# [Given passage]

▼▼▼

Leader of Columbia Gaza tent protest: ‘Zionists don’t deserve to live’

Columbia University student Khymani James said during a livestream in January: ‘Be grateful that I’m not just going out and murdering Zionists’


Khymani James, a junior at Columbia University and leading organiser of Columbia's Gaza Solidarity Encampment, said during a livestream in January that "Zionists don't deserve to live." (Photo: Screenshot via X)

One of the student leaders of Columbia University’s Gaza Solidarity Encampment has been criticised after saying during a livestream in January that “Zionists don’t deserve to live.”

James – who uses he/she/they pronouns – filmed himself during an official university inquiry into a social media post in which the Columbia third-year student warned Zionists who may want to “meet up and fight” and that he “fights to kill.”

“Do you see why that’s problematic in any way?" the representative from Columbia’s Center for Student Success and Intervention asks James, 20, during the hearing, to which he replied: “No.”

Questioned about the “weight of taking someone else’s life,” James said that “taking someone’s life in certain case scenarios is necessary and better for the overall world. And so, I personally have never killed anyone – thank the Lord that no one has put me in that position.”

James then invokes the example of Hitler’s death as a time when “the world rejoiced,” and added that, similarly, “Haitian slaves had to kill their masters in order to gain independence.”

“These were masters who were white supremacists. What is a Zionist? A white supremacist,” James said.

▲▲▲

Dataset entries
▼▼▼

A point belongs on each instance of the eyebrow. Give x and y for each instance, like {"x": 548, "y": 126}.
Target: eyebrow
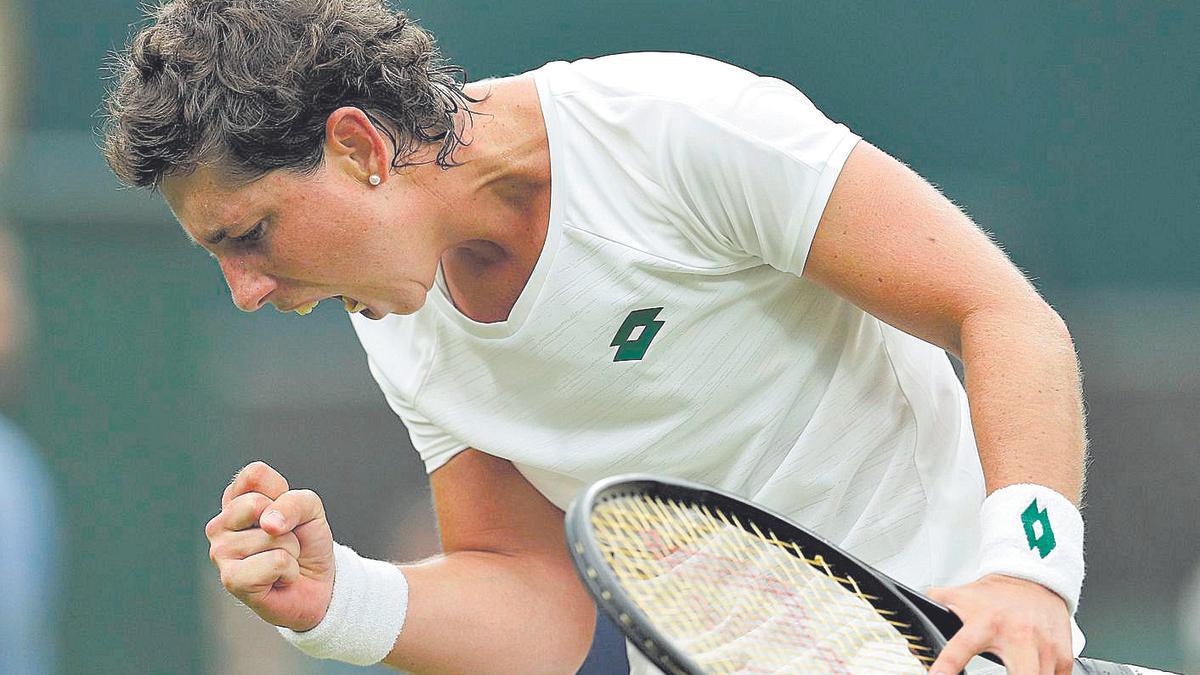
{"x": 221, "y": 234}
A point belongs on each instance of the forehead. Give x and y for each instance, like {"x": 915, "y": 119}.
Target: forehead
{"x": 205, "y": 201}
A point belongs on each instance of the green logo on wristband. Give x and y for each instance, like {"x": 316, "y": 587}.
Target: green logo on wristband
{"x": 1044, "y": 541}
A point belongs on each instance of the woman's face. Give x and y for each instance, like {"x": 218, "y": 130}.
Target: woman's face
{"x": 292, "y": 240}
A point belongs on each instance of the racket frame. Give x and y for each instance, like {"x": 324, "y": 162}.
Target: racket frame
{"x": 640, "y": 629}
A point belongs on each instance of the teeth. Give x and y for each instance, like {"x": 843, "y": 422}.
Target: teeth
{"x": 353, "y": 306}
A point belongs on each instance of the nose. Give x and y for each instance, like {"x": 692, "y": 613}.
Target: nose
{"x": 247, "y": 286}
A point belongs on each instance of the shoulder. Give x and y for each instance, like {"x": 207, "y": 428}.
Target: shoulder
{"x": 399, "y": 348}
{"x": 661, "y": 76}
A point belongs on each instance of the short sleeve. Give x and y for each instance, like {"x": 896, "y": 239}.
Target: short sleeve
{"x": 432, "y": 443}
{"x": 754, "y": 169}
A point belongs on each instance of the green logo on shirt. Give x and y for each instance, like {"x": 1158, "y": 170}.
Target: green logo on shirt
{"x": 635, "y": 335}
{"x": 1031, "y": 517}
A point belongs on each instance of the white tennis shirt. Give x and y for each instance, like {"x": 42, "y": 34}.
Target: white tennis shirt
{"x": 665, "y": 328}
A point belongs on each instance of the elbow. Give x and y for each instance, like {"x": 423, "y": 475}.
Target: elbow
{"x": 576, "y": 632}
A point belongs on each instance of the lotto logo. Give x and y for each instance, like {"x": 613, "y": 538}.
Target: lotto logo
{"x": 635, "y": 335}
{"x": 1035, "y": 519}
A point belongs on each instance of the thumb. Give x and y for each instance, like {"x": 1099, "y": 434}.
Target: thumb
{"x": 292, "y": 512}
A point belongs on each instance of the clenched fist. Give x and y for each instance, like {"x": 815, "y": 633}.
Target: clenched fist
{"x": 274, "y": 548}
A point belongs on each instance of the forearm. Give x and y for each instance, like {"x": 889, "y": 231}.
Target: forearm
{"x": 1026, "y": 401}
{"x": 474, "y": 611}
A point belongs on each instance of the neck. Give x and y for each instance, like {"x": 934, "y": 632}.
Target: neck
{"x": 499, "y": 219}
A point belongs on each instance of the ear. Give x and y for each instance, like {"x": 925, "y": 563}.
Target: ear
{"x": 355, "y": 145}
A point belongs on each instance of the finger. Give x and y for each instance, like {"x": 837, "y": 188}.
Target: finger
{"x": 241, "y": 513}
{"x": 1060, "y": 661}
{"x": 957, "y": 652}
{"x": 256, "y": 477}
{"x": 257, "y": 574}
{"x": 239, "y": 545}
{"x": 291, "y": 511}
{"x": 1023, "y": 656}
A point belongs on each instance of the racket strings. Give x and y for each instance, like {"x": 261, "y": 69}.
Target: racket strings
{"x": 739, "y": 599}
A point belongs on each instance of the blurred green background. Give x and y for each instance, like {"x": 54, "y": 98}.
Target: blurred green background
{"x": 1068, "y": 130}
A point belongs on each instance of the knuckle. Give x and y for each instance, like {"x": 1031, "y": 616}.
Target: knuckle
{"x": 310, "y": 496}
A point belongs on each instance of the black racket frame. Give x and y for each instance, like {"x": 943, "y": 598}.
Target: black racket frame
{"x": 612, "y": 599}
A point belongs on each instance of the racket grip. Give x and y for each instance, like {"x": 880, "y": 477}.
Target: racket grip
{"x": 942, "y": 619}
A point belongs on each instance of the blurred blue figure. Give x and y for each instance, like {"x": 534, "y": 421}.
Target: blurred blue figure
{"x": 28, "y": 569}
{"x": 28, "y": 519}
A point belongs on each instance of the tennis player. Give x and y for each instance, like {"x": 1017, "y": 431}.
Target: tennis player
{"x": 642, "y": 262}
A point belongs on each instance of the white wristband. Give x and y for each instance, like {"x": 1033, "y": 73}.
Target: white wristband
{"x": 365, "y": 614}
{"x": 1033, "y": 532}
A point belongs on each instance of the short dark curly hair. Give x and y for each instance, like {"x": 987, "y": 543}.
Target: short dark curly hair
{"x": 249, "y": 84}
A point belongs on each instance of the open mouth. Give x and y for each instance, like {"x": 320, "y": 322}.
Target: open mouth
{"x": 351, "y": 304}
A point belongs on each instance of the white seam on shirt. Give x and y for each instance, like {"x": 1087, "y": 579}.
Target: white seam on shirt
{"x": 750, "y": 262}
{"x": 917, "y": 435}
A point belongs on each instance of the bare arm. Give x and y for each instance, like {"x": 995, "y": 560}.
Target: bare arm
{"x": 503, "y": 597}
{"x": 900, "y": 250}
{"x": 897, "y": 248}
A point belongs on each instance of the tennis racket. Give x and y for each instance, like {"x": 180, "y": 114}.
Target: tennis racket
{"x": 703, "y": 581}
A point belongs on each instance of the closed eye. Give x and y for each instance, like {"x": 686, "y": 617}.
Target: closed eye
{"x": 253, "y": 234}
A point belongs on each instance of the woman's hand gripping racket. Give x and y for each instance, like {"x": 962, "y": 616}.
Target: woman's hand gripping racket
{"x": 703, "y": 581}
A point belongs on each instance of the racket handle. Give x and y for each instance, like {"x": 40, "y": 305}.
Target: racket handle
{"x": 948, "y": 623}
{"x": 941, "y": 617}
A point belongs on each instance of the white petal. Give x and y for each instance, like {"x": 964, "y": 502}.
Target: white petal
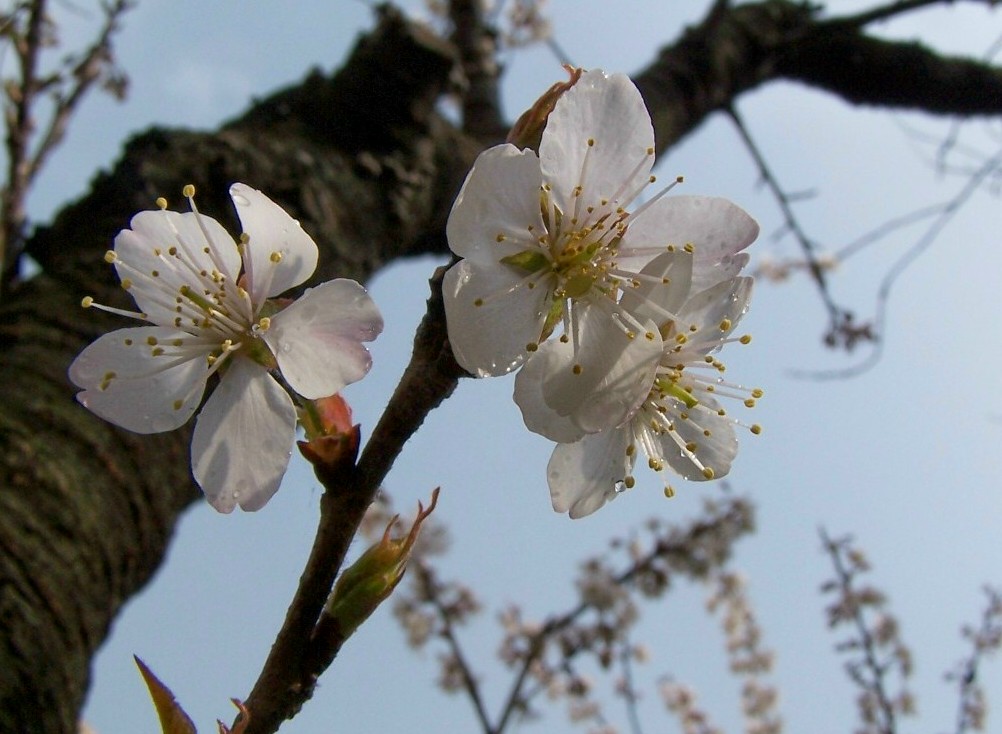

▲▲▲

# [Set of tasks]
1. According to the article about the Columbia protest leader, how old is Khymani James?
2. Reproduce the part of the article about the Columbia protest leader that starts at the words "Leader of Columbia" and stops after the words "Screenshot via X)".
None of the entries have any bearing on this.

# [Full solutions]
1. Khymani James is 20 years old.

2.
Leader of Columbia Gaza tent protest: ‘Zionists don’t deserve to live’

Columbia University student Khymani James said during a livestream in January: ‘Be grateful that I’m not just going out and murdering Zionists’


Khymani James, a junior at Columbia University and leading organiser of Columbia's Gaza Solidarity Encampment, said during a livestream in January that "Zionists don't deserve to live." (Photo: Screenshot via X)